Named object pointing records:
----

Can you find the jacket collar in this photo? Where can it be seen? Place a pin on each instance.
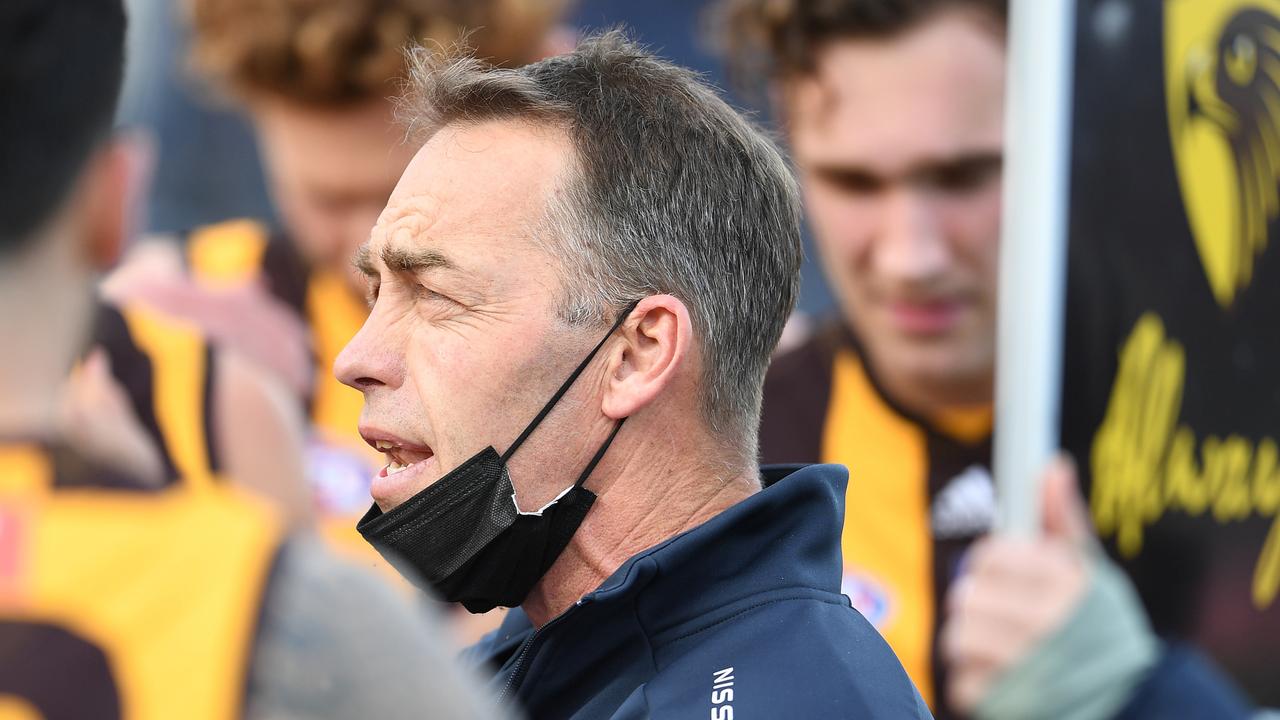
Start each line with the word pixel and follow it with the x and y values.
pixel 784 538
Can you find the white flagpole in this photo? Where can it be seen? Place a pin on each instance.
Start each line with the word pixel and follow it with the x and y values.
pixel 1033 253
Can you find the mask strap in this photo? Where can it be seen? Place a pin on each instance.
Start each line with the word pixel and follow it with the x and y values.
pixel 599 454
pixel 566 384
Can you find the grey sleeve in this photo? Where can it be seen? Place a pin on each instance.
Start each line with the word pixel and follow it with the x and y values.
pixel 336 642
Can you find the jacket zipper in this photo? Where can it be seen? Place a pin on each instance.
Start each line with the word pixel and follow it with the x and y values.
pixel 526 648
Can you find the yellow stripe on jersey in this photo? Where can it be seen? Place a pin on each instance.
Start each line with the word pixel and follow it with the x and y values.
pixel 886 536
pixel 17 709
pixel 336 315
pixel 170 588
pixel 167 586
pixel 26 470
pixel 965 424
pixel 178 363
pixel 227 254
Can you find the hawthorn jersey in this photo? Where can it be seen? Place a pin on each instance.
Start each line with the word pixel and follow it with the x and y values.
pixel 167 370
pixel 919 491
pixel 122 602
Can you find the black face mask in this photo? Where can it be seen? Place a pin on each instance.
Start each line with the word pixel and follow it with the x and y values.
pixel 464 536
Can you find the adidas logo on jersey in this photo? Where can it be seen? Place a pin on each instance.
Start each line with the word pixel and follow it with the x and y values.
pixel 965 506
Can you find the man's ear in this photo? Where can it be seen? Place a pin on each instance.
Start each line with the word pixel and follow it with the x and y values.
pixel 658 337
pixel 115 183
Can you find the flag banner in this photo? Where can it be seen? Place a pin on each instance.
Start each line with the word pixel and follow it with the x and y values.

----

_Required work_: Please write out all of the records above word for word, leaving the pictures out.

_Solved exercise_:
Can you find the jacket collar in this photo? Where can it be seen? Place a pin on each instance.
Start each line with the word pixel and follow it with the x and y values.
pixel 784 538
Can you find the white flagpole in this photo? Where can it be seen? Place a pin on each instance.
Start each line with the word pixel and follow it with the x and y values.
pixel 1033 253
Can you find the mask strap in this photo? Where can it be seen? Place a pin on each instance.
Start each line with the word pixel and follow it with the x and y values.
pixel 599 454
pixel 566 384
Can you find the grey sleeve in this photo? Where can it be seen? Place a pin on each instance.
Start each line with the word pixel and follow it with the x and y values.
pixel 336 642
Can you find the jacket zipper in this photo? Where can it be seen? Place a pin on each instance.
Start each line with the word pixel and follow it with the x and y values.
pixel 526 648
Can you find the yellow stripe on jersey in this photo? Where can it be seen? Place a pin on each instance.
Start each line with the word pixel and follow it with the x and y values.
pixel 886 536
pixel 17 709
pixel 336 315
pixel 170 588
pixel 167 586
pixel 26 470
pixel 965 424
pixel 178 363
pixel 227 254
Can you find the hawthorn jersey in this photo? Where can it be seen? Place a pin on each instance.
Start each line with the word pixel and follow it with the x and y values.
pixel 167 370
pixel 919 491
pixel 122 602
Can you find the black face mask in this photo? Where can it be seen? Place a pin on each instance.
Start each line with the word pixel and follow it with the x and y values.
pixel 464 536
Can you find the adidas logo on jersey in this photo? Where can it be seen? Place a pin on each instance.
Start each line with the word pixel and follow it with the x and y values.
pixel 965 506
Can you find the man's ear in this photo? Where can it be seen? Place a pin on each instance.
Start each line with the word pixel and follow it with the x and y values.
pixel 658 337
pixel 115 183
Can you find the flag banner in this photo? Where can it be seen? Place a pin on each instance.
Start each line with the word pixel and follow it with the x and y values.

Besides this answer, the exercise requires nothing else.